#### Data entries
-------------------------

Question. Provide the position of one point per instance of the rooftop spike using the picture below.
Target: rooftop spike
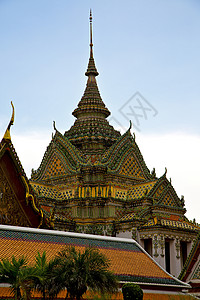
(7, 133)
(91, 44)
(91, 70)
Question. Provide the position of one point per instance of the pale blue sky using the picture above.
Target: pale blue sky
(146, 46)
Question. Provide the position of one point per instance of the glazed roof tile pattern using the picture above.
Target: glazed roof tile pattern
(52, 192)
(118, 155)
(60, 156)
(191, 268)
(127, 259)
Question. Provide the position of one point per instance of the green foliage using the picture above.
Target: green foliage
(18, 275)
(82, 270)
(132, 291)
(73, 270)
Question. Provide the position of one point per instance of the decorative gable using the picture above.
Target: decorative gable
(131, 167)
(168, 200)
(55, 167)
(10, 210)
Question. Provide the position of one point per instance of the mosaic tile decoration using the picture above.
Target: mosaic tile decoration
(127, 260)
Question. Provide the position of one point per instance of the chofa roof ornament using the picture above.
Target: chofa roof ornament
(7, 133)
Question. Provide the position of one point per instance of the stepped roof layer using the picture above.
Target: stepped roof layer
(127, 259)
(191, 269)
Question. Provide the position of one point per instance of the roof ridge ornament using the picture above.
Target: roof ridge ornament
(7, 133)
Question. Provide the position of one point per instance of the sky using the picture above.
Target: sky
(147, 55)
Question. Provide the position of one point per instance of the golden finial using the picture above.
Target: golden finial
(91, 44)
(7, 133)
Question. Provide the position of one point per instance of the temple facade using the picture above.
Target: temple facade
(94, 180)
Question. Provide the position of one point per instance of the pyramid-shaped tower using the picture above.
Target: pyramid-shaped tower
(94, 180)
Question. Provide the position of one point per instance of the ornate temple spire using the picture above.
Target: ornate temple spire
(91, 70)
(91, 126)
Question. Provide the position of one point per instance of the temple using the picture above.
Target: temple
(94, 180)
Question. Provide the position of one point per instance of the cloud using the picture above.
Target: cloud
(178, 152)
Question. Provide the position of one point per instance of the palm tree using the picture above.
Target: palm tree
(48, 282)
(18, 275)
(79, 271)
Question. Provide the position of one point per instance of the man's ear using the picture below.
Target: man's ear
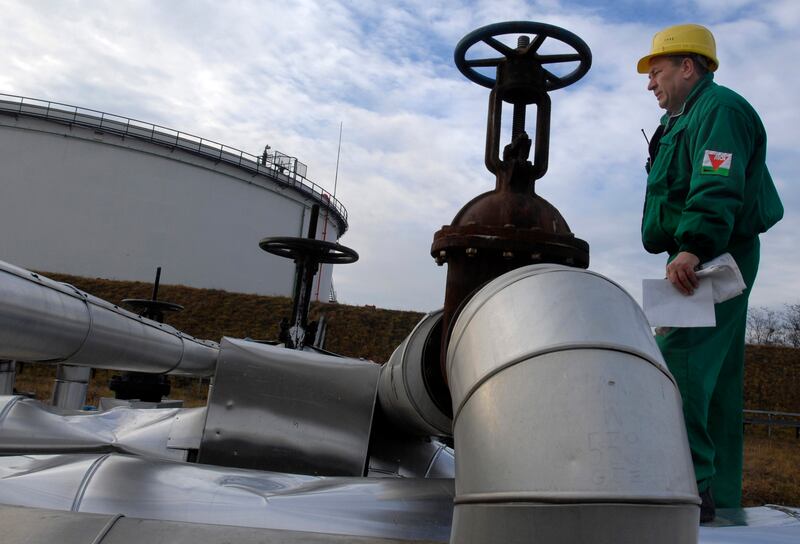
(687, 68)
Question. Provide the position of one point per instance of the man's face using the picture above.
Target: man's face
(669, 83)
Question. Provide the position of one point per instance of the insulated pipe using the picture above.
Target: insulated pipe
(70, 386)
(8, 374)
(405, 390)
(45, 321)
(567, 424)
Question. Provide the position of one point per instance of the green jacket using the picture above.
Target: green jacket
(709, 189)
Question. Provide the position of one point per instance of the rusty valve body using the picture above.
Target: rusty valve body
(511, 226)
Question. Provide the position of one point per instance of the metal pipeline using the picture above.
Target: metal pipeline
(42, 320)
(8, 375)
(70, 386)
(567, 423)
(407, 389)
(381, 508)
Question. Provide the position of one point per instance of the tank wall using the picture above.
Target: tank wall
(81, 202)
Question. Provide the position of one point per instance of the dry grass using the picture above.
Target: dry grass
(771, 467)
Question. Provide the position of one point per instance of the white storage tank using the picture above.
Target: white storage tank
(98, 195)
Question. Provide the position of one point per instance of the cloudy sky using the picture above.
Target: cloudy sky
(250, 73)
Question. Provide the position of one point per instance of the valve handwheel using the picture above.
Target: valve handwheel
(317, 250)
(487, 34)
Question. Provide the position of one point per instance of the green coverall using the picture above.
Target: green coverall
(709, 192)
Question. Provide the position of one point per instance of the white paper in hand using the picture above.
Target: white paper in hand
(665, 306)
(727, 277)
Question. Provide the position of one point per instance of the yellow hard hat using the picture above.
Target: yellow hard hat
(682, 39)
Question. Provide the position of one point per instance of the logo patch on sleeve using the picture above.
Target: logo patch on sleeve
(716, 162)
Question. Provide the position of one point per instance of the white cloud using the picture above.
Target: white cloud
(250, 73)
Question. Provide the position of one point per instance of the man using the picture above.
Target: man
(708, 192)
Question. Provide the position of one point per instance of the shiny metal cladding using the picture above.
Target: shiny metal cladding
(45, 321)
(564, 410)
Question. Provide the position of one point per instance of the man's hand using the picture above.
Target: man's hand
(681, 272)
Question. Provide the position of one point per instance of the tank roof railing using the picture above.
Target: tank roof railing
(124, 126)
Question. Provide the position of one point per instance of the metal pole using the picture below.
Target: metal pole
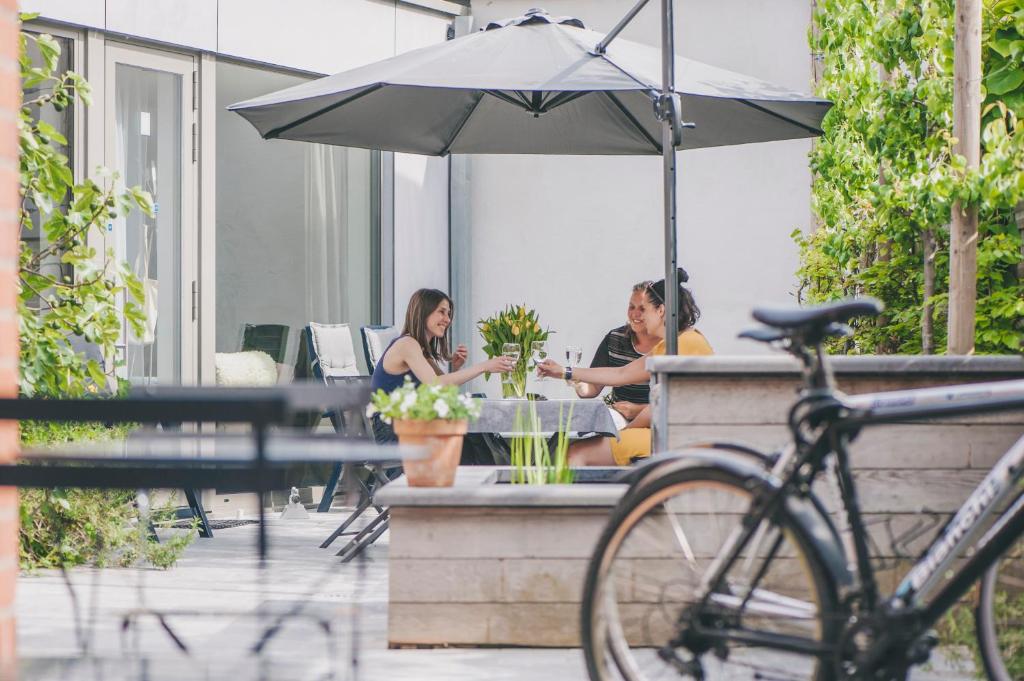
(669, 126)
(603, 45)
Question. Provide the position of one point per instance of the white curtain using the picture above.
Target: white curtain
(326, 233)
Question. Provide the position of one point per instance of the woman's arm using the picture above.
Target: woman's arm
(588, 390)
(614, 376)
(412, 355)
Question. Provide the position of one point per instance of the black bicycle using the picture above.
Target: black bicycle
(724, 561)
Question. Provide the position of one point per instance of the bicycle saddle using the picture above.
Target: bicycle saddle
(771, 335)
(803, 320)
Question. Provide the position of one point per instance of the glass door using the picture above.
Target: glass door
(150, 142)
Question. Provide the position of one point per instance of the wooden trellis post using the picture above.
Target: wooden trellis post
(967, 129)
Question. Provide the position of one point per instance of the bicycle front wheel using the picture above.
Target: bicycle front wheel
(643, 612)
(999, 616)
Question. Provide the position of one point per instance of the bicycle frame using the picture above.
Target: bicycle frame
(922, 588)
(921, 597)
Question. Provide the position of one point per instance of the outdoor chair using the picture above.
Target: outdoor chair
(269, 338)
(333, 360)
(375, 341)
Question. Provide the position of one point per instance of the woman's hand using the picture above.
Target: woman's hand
(629, 411)
(459, 357)
(550, 368)
(500, 365)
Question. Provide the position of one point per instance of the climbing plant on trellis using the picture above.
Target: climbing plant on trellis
(886, 176)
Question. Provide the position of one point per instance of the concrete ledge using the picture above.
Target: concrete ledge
(986, 367)
(489, 563)
(477, 485)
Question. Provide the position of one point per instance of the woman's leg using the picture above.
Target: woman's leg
(592, 452)
(633, 443)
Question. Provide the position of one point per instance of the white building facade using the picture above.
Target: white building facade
(251, 231)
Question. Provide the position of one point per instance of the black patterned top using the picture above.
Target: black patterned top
(616, 350)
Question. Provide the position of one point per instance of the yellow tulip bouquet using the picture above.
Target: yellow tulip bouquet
(516, 324)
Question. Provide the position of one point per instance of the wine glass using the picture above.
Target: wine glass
(512, 351)
(573, 354)
(539, 353)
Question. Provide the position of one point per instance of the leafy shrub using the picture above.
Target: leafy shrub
(887, 176)
(68, 527)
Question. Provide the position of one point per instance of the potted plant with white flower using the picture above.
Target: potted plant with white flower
(432, 416)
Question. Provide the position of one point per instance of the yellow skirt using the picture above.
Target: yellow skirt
(632, 443)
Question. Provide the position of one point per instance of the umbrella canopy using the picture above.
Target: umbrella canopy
(530, 85)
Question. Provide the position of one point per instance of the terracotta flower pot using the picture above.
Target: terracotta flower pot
(443, 439)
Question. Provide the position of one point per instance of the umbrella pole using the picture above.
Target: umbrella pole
(670, 127)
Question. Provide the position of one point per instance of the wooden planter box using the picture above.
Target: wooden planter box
(487, 563)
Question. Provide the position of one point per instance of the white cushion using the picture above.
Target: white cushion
(333, 346)
(245, 369)
(377, 342)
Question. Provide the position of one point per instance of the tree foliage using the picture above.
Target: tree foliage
(886, 171)
(91, 295)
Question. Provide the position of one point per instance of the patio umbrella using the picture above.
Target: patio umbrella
(541, 84)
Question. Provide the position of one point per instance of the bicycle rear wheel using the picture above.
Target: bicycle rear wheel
(999, 616)
(640, 621)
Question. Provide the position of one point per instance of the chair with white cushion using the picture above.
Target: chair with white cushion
(332, 355)
(332, 351)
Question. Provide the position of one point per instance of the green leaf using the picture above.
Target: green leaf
(1006, 80)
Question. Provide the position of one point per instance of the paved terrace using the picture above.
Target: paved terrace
(220, 576)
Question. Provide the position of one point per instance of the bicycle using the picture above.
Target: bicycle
(726, 559)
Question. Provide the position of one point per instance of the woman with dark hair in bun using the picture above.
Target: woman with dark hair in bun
(634, 440)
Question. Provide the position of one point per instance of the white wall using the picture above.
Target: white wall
(570, 235)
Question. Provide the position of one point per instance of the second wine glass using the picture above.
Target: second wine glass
(539, 353)
(513, 351)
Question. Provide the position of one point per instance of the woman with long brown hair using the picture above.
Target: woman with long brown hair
(422, 349)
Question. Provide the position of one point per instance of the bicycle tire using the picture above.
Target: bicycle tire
(1000, 595)
(606, 657)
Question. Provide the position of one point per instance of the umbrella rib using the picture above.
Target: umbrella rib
(320, 112)
(462, 124)
(562, 97)
(632, 119)
(504, 97)
(763, 110)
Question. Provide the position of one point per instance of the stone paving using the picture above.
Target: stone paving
(211, 599)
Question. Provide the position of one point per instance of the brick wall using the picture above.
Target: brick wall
(9, 98)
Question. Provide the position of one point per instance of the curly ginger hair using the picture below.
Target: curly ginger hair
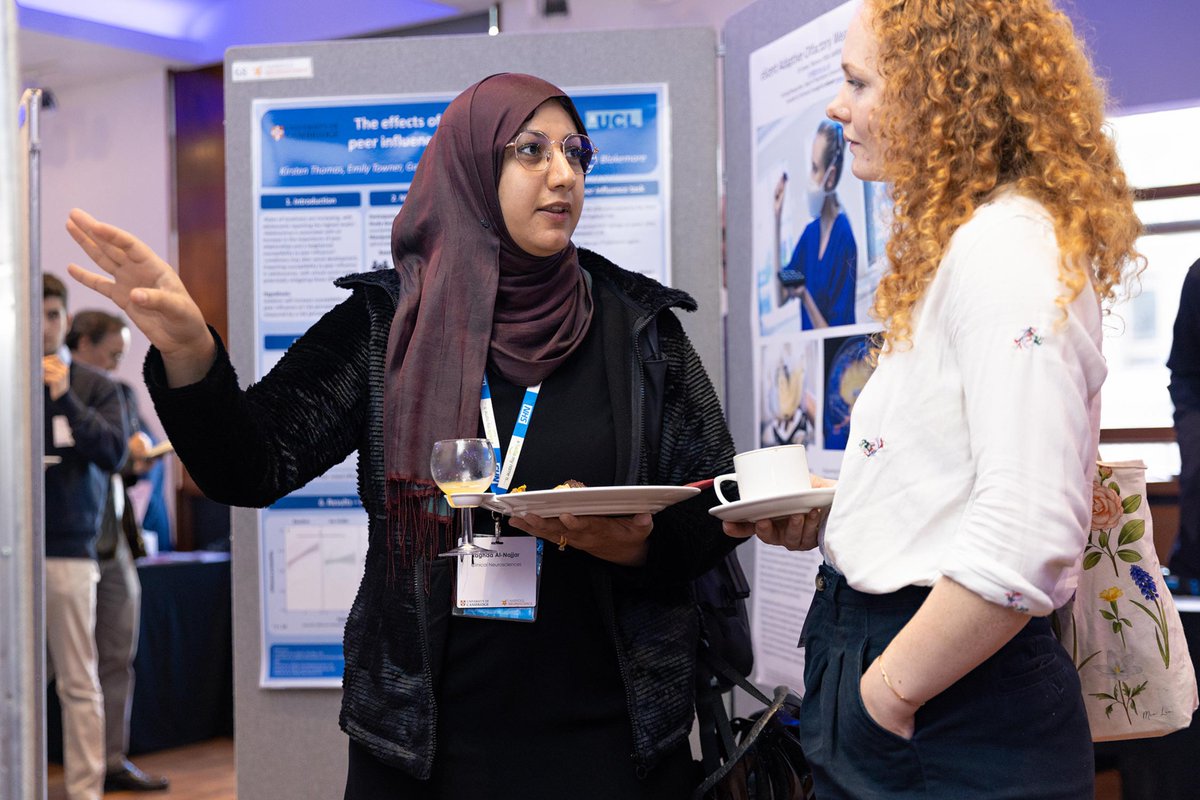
(981, 94)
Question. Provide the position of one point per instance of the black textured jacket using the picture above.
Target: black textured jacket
(324, 400)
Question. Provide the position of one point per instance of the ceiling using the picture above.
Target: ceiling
(71, 42)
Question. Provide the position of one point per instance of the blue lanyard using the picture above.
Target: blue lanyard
(507, 467)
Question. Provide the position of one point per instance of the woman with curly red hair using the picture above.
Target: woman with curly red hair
(960, 518)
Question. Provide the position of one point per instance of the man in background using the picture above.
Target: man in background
(100, 340)
(84, 439)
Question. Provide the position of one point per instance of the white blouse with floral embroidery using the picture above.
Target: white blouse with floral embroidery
(971, 453)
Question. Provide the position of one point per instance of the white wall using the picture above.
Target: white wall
(523, 16)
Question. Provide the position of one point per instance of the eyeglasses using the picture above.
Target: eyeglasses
(534, 149)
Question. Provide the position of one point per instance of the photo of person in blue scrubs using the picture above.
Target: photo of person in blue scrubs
(823, 265)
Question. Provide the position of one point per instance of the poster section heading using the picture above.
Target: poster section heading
(357, 145)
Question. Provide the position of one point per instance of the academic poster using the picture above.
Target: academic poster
(816, 244)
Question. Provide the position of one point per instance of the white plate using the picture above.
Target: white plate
(592, 500)
(784, 505)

-------------------------

#### Given instruction
Nothing but the lines from the one with "red hair using the picture above." through the last line should be repeated, each exactly as it stands.

#### Solution to this problem
Question. Provide the position of one point per instance of the woman with curly red hair using the picture above.
Target: woman with curly red hair
(960, 518)
Question. Provide the position of one point per instance of the man in background using the picture above.
Target: man in background
(100, 340)
(84, 439)
Question. Provide the position of one point per instance of the white blouse with floral embroidery using the picture above.
Target: white blouse with floral embroidery
(971, 453)
Question. Provide the position of one point per instance of the white wall using the picture above.
Target: white wall
(523, 16)
Question. Provide the position of one point per instance of the eyeglasses using the picture above.
Target: eyeglasses
(534, 149)
Question. Provide the position of one point per instance of the photo of person in blue scrubs using the picture above.
Target: photo of person in blue scrubs
(823, 265)
Question. Provide the position of one point per instance of the poster section heading using the picture above.
Target: poster section heading
(357, 145)
Question. Provide the position of one point per instance of the academic poster using the picture above.
Target: academic poster
(816, 244)
Question. Provide the position of one point per instance of the white plate using the picture above.
Target: white plate
(592, 500)
(784, 505)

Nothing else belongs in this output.